[Exercise inputs — start]
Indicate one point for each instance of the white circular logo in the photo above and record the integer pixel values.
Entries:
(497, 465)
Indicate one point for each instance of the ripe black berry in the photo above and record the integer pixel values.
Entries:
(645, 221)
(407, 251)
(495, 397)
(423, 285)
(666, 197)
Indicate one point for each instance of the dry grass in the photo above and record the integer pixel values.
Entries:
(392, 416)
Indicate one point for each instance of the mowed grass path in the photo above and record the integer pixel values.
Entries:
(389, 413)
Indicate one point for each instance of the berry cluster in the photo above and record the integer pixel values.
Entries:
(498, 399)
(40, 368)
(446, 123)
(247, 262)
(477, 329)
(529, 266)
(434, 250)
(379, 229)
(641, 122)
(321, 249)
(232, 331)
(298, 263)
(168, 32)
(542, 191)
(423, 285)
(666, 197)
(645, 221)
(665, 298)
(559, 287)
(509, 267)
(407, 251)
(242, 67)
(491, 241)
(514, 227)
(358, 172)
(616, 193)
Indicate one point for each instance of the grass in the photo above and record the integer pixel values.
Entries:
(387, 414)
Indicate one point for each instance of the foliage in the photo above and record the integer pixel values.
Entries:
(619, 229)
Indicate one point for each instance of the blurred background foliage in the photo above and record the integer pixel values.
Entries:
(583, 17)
[Exercise inputs — finish]
[Exercise inputs — start]
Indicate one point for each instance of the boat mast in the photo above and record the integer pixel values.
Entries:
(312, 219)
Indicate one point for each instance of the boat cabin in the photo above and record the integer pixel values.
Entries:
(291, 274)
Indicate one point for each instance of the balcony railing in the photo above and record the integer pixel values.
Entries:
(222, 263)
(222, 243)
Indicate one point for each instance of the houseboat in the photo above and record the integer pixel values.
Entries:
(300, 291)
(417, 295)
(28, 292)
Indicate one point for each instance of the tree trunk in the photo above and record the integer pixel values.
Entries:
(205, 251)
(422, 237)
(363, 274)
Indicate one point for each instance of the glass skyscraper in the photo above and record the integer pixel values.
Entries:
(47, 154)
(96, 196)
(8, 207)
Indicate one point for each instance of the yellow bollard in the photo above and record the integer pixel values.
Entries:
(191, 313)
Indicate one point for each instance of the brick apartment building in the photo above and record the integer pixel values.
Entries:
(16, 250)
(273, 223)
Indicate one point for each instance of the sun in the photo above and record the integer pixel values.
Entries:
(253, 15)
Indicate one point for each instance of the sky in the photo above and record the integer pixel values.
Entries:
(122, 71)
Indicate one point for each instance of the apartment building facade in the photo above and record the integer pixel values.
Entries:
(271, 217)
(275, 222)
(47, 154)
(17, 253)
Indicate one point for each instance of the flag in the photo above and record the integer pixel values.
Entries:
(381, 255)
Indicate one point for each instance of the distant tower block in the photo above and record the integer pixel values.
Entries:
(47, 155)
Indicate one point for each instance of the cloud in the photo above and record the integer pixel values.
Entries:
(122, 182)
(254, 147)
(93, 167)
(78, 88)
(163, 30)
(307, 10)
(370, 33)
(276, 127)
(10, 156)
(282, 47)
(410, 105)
[Exercise inputs — finish]
[Exercise inputs — start]
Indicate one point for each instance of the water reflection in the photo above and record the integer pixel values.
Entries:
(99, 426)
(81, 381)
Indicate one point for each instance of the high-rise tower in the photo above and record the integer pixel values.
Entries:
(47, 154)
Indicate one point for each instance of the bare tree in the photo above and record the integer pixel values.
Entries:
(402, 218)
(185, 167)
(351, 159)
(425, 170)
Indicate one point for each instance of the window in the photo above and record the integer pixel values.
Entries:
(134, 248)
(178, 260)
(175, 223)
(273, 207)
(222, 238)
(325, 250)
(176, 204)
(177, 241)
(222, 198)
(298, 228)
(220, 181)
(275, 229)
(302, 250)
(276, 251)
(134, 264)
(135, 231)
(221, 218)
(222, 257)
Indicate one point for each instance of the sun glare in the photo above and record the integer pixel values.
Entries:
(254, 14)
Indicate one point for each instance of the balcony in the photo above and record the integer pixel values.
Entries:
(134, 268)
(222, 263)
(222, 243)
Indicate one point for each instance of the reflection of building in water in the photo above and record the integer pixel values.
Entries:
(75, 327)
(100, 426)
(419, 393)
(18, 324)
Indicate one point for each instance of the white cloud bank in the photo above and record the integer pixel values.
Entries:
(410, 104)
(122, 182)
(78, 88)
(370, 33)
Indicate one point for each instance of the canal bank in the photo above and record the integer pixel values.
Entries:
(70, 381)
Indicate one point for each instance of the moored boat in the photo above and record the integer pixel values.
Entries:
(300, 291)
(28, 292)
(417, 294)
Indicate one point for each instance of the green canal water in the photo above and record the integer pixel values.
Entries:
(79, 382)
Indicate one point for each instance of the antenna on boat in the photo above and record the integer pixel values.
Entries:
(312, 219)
[Exercise inputs — finish]
Restate word for word only the lines above from the line containing "Indicate one point for each instance of the mowed" to the line containing "Indicate one point for each instance of the berry", both of them included.

Indicate one point for each instance of the mowed grass path in the photo above and record the integer pixel values.
Entries:
(389, 413)
Indicate one point for each instance of the berry cluster in the photo above and record the integer pixel values.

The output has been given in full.